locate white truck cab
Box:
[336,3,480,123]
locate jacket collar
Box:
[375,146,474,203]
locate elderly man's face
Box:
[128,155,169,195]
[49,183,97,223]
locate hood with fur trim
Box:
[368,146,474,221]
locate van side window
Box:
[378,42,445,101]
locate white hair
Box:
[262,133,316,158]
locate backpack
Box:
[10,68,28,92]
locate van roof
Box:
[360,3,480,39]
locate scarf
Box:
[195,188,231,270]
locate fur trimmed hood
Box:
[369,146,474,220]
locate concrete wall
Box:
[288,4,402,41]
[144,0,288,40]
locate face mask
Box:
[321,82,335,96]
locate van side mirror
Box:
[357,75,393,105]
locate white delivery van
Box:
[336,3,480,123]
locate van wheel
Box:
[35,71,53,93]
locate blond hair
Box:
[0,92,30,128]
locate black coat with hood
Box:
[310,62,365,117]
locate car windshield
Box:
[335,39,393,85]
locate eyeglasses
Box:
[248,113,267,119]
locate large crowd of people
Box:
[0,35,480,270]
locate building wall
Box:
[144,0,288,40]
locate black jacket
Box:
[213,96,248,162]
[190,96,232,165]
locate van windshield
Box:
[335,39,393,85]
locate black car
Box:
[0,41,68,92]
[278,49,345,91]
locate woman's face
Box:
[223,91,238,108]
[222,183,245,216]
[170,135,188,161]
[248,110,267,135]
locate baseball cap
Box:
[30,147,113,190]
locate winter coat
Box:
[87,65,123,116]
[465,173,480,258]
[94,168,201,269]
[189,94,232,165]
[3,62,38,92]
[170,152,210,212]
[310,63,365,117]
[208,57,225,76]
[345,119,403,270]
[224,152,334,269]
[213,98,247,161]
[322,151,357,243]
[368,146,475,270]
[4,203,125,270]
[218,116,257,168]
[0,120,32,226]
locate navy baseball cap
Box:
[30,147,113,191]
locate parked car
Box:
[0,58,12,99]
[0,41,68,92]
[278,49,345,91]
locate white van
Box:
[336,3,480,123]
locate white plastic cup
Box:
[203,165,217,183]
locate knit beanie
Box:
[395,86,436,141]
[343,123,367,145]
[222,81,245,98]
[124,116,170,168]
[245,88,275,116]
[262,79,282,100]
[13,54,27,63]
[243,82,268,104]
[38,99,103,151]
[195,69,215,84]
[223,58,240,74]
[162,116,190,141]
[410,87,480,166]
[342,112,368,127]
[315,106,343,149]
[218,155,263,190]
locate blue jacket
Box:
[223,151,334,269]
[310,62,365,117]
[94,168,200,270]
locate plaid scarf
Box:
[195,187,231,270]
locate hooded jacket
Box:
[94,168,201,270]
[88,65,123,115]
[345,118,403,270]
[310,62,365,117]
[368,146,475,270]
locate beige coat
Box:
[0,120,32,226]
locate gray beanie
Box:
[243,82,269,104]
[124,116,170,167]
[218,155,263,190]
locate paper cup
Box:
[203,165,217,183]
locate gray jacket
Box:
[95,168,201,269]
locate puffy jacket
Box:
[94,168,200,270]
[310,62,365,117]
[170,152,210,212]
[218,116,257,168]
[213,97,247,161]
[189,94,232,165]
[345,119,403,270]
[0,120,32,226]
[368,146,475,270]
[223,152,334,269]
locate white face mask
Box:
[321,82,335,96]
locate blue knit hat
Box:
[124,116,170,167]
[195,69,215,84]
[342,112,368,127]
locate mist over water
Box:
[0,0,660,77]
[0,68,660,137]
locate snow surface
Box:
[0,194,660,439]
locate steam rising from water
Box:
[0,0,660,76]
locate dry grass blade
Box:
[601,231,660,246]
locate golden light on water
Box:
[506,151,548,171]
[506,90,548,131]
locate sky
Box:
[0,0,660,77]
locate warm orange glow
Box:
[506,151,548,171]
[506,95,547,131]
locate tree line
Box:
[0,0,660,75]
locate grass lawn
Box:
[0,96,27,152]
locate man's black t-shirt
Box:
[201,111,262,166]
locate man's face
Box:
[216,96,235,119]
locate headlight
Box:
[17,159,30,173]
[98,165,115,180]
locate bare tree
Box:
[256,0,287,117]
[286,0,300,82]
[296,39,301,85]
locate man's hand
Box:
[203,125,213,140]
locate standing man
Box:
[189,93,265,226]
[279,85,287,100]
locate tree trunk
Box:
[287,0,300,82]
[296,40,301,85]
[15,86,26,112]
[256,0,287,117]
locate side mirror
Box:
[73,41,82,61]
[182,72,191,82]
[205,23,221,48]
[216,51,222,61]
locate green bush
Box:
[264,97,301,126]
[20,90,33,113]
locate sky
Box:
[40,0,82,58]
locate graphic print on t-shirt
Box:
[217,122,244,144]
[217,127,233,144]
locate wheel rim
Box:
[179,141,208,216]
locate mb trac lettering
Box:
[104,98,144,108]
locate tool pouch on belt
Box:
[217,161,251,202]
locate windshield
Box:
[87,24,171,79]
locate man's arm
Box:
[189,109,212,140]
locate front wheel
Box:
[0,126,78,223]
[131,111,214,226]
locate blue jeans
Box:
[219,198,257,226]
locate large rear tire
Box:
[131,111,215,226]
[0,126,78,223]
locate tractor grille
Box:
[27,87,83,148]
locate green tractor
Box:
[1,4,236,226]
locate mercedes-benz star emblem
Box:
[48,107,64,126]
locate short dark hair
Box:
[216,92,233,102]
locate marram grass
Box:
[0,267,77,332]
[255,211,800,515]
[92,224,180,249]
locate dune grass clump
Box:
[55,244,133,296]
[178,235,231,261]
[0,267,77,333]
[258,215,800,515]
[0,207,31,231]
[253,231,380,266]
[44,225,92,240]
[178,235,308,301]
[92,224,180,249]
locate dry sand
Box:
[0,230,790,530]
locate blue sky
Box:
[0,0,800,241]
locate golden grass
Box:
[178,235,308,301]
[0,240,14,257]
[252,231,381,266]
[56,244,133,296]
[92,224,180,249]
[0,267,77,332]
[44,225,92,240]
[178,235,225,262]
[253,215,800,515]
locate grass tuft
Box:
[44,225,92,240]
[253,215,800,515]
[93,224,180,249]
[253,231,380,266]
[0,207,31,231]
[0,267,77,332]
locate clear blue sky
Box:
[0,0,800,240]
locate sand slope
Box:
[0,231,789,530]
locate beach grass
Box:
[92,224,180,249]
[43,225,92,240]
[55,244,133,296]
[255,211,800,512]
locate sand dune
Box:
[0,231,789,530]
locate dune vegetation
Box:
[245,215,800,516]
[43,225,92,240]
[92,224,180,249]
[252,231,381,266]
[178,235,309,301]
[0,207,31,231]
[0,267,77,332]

**********

Aim of the task >>
Copy the records from the start through the line that holds "[378,42,445,101]", inclusive, with every "locate" changed to "find" and nothing else altered. Give only those lines.

In response >>
find white truck cab
Box:
[336,3,480,123]
find jacket collar
Box:
[375,146,474,203]
find elderly man's face
Box:
[128,155,169,195]
[49,183,97,223]
find hood with fur trim
Box:
[368,146,474,221]
find van side window
Box:
[378,42,445,101]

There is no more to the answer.